GIVEN DATA: Begin

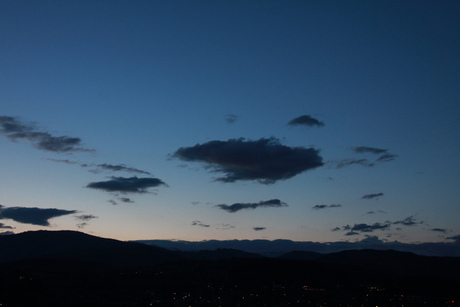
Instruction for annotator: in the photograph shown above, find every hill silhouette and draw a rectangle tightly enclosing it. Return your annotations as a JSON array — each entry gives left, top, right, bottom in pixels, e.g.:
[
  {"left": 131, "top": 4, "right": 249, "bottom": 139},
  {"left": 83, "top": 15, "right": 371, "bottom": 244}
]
[
  {"left": 1, "top": 231, "right": 459, "bottom": 306},
  {"left": 0, "top": 230, "right": 181, "bottom": 267}
]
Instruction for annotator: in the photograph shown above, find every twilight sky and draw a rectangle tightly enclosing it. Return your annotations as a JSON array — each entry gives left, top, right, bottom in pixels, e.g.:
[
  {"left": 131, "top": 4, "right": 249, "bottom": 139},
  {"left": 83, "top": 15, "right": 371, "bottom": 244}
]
[{"left": 1, "top": 0, "right": 459, "bottom": 244}]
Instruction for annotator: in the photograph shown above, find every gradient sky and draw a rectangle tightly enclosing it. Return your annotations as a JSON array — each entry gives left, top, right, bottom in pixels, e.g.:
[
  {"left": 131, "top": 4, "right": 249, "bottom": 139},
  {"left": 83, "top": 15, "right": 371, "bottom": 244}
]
[{"left": 1, "top": 0, "right": 459, "bottom": 244}]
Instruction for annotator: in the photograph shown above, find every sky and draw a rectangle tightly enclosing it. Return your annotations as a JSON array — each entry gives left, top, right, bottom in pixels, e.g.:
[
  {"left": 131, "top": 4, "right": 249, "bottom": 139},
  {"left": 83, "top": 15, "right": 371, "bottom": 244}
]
[{"left": 1, "top": 0, "right": 459, "bottom": 245}]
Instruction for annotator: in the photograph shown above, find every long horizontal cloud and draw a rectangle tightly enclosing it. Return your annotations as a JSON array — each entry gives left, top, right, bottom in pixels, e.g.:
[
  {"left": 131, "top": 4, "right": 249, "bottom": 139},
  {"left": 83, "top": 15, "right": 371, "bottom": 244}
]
[
  {"left": 352, "top": 146, "right": 398, "bottom": 163},
  {"left": 335, "top": 215, "right": 423, "bottom": 235},
  {"left": 173, "top": 138, "right": 323, "bottom": 184},
  {"left": 288, "top": 115, "right": 324, "bottom": 127},
  {"left": 362, "top": 193, "right": 384, "bottom": 200},
  {"left": 191, "top": 220, "right": 210, "bottom": 228},
  {"left": 0, "top": 116, "right": 91, "bottom": 153},
  {"left": 86, "top": 176, "right": 167, "bottom": 193},
  {"left": 332, "top": 146, "right": 397, "bottom": 169},
  {"left": 217, "top": 199, "right": 287, "bottom": 213},
  {"left": 312, "top": 204, "right": 341, "bottom": 210},
  {"left": 48, "top": 159, "right": 151, "bottom": 175},
  {"left": 253, "top": 227, "right": 266, "bottom": 231},
  {"left": 0, "top": 205, "right": 77, "bottom": 226}
]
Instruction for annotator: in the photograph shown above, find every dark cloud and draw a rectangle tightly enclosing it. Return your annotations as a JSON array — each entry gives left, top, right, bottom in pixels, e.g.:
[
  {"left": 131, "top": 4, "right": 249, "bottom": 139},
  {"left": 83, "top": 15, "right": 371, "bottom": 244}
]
[
  {"left": 351, "top": 222, "right": 391, "bottom": 232},
  {"left": 75, "top": 214, "right": 98, "bottom": 221},
  {"left": 431, "top": 228, "right": 449, "bottom": 234},
  {"left": 48, "top": 159, "right": 151, "bottom": 175},
  {"left": 119, "top": 197, "right": 134, "bottom": 203},
  {"left": 336, "top": 222, "right": 391, "bottom": 233},
  {"left": 253, "top": 227, "right": 266, "bottom": 231},
  {"left": 0, "top": 206, "right": 77, "bottom": 226},
  {"left": 376, "top": 153, "right": 398, "bottom": 162},
  {"left": 77, "top": 223, "right": 87, "bottom": 229},
  {"left": 288, "top": 115, "right": 324, "bottom": 127},
  {"left": 225, "top": 114, "right": 239, "bottom": 124},
  {"left": 86, "top": 176, "right": 167, "bottom": 193},
  {"left": 0, "top": 231, "right": 14, "bottom": 236},
  {"left": 0, "top": 223, "right": 14, "bottom": 229},
  {"left": 334, "top": 158, "right": 374, "bottom": 169},
  {"left": 361, "top": 192, "right": 384, "bottom": 200},
  {"left": 108, "top": 200, "right": 118, "bottom": 206},
  {"left": 312, "top": 204, "right": 341, "bottom": 210},
  {"left": 345, "top": 231, "right": 359, "bottom": 236},
  {"left": 352, "top": 146, "right": 388, "bottom": 155},
  {"left": 0, "top": 116, "right": 92, "bottom": 153},
  {"left": 352, "top": 146, "right": 398, "bottom": 164},
  {"left": 217, "top": 199, "right": 287, "bottom": 213},
  {"left": 93, "top": 164, "right": 151, "bottom": 175},
  {"left": 366, "top": 210, "right": 386, "bottom": 215},
  {"left": 191, "top": 220, "right": 210, "bottom": 228},
  {"left": 393, "top": 216, "right": 422, "bottom": 226},
  {"left": 173, "top": 138, "right": 323, "bottom": 184},
  {"left": 191, "top": 201, "right": 200, "bottom": 205}
]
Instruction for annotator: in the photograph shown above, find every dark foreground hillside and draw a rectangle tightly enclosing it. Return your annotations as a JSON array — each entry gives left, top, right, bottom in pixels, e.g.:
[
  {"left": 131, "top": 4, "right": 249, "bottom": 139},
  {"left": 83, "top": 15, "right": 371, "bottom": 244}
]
[{"left": 0, "top": 231, "right": 459, "bottom": 306}]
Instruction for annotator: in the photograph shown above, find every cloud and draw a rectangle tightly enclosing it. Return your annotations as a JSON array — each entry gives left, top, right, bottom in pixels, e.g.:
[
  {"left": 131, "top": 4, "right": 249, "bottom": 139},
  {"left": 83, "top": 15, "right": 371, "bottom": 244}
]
[
  {"left": 108, "top": 200, "right": 118, "bottom": 206},
  {"left": 334, "top": 158, "right": 374, "bottom": 169},
  {"left": 351, "top": 222, "right": 391, "bottom": 232},
  {"left": 352, "top": 146, "right": 387, "bottom": 155},
  {"left": 288, "top": 115, "right": 324, "bottom": 127},
  {"left": 76, "top": 223, "right": 88, "bottom": 229},
  {"left": 345, "top": 231, "right": 359, "bottom": 236},
  {"left": 393, "top": 215, "right": 423, "bottom": 226},
  {"left": 217, "top": 199, "right": 287, "bottom": 213},
  {"left": 86, "top": 176, "right": 167, "bottom": 193},
  {"left": 92, "top": 164, "right": 151, "bottom": 175},
  {"left": 352, "top": 146, "right": 398, "bottom": 163},
  {"left": 253, "top": 227, "right": 266, "bottom": 231},
  {"left": 366, "top": 210, "right": 386, "bottom": 215},
  {"left": 0, "top": 223, "right": 14, "bottom": 229},
  {"left": 191, "top": 220, "right": 210, "bottom": 228},
  {"left": 119, "top": 197, "right": 134, "bottom": 203},
  {"left": 312, "top": 204, "right": 341, "bottom": 210},
  {"left": 361, "top": 192, "right": 384, "bottom": 200},
  {"left": 376, "top": 153, "right": 398, "bottom": 162},
  {"left": 75, "top": 214, "right": 98, "bottom": 221},
  {"left": 336, "top": 222, "right": 391, "bottom": 234},
  {"left": 173, "top": 138, "right": 323, "bottom": 184},
  {"left": 0, "top": 206, "right": 77, "bottom": 226},
  {"left": 0, "top": 116, "right": 92, "bottom": 153},
  {"left": 431, "top": 228, "right": 449, "bottom": 234},
  {"left": 225, "top": 114, "right": 239, "bottom": 124},
  {"left": 48, "top": 159, "right": 151, "bottom": 175}
]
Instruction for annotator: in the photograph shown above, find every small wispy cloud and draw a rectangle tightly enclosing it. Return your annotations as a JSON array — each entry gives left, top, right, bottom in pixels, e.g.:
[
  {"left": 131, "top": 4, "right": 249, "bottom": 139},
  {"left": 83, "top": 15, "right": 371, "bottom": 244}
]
[
  {"left": 312, "top": 204, "right": 342, "bottom": 210},
  {"left": 0, "top": 116, "right": 92, "bottom": 153},
  {"left": 361, "top": 193, "right": 384, "bottom": 200},
  {"left": 192, "top": 220, "right": 210, "bottom": 228},
  {"left": 253, "top": 227, "right": 266, "bottom": 231},
  {"left": 225, "top": 114, "right": 239, "bottom": 124}
]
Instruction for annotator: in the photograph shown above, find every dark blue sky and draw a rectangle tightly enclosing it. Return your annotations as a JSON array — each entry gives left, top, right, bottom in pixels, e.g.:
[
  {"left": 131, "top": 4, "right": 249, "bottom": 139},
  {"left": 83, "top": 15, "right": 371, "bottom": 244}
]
[{"left": 1, "top": 1, "right": 459, "bottom": 244}]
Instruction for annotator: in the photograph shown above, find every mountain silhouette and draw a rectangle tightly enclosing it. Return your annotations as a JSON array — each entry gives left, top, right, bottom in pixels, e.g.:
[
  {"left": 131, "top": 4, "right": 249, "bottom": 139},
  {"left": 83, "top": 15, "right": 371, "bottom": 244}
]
[{"left": 0, "top": 230, "right": 181, "bottom": 267}]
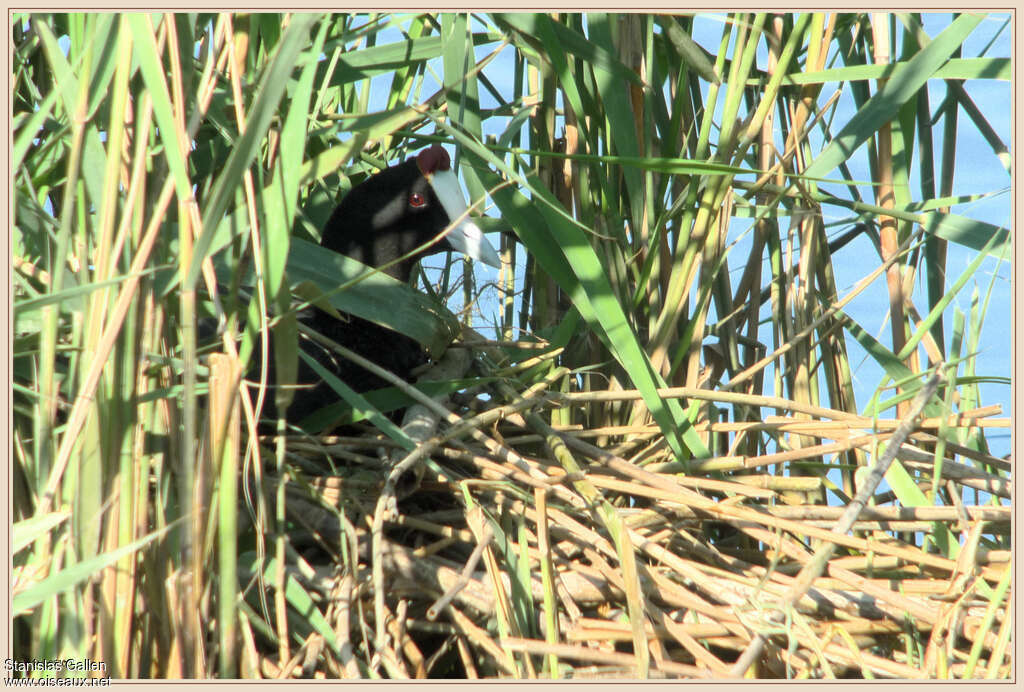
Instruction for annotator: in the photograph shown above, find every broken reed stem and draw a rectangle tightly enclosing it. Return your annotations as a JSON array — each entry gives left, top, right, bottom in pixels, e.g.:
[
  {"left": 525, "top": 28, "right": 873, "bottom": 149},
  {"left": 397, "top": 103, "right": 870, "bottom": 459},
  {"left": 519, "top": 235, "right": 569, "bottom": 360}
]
[{"left": 728, "top": 363, "right": 947, "bottom": 678}]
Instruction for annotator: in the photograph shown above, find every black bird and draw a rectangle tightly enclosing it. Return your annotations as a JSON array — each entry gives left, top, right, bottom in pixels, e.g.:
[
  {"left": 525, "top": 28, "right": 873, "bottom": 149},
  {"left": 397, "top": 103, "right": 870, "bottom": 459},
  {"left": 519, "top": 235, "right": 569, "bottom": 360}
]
[{"left": 269, "top": 145, "right": 501, "bottom": 428}]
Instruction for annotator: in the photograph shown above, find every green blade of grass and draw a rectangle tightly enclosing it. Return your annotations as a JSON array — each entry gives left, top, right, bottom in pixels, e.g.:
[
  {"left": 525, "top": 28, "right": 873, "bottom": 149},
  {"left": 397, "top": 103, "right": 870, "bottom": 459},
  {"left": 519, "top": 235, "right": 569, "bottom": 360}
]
[
  {"left": 799, "top": 13, "right": 985, "bottom": 183},
  {"left": 457, "top": 137, "right": 709, "bottom": 460},
  {"left": 185, "top": 12, "right": 321, "bottom": 291},
  {"left": 14, "top": 523, "right": 175, "bottom": 617}
]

GIVEN DATA: End

EXERCISE DESCRIPTION:
Considering the records above, state how many lines contain the word "cloud", with nothing else in your reply.

SOLUTION:
4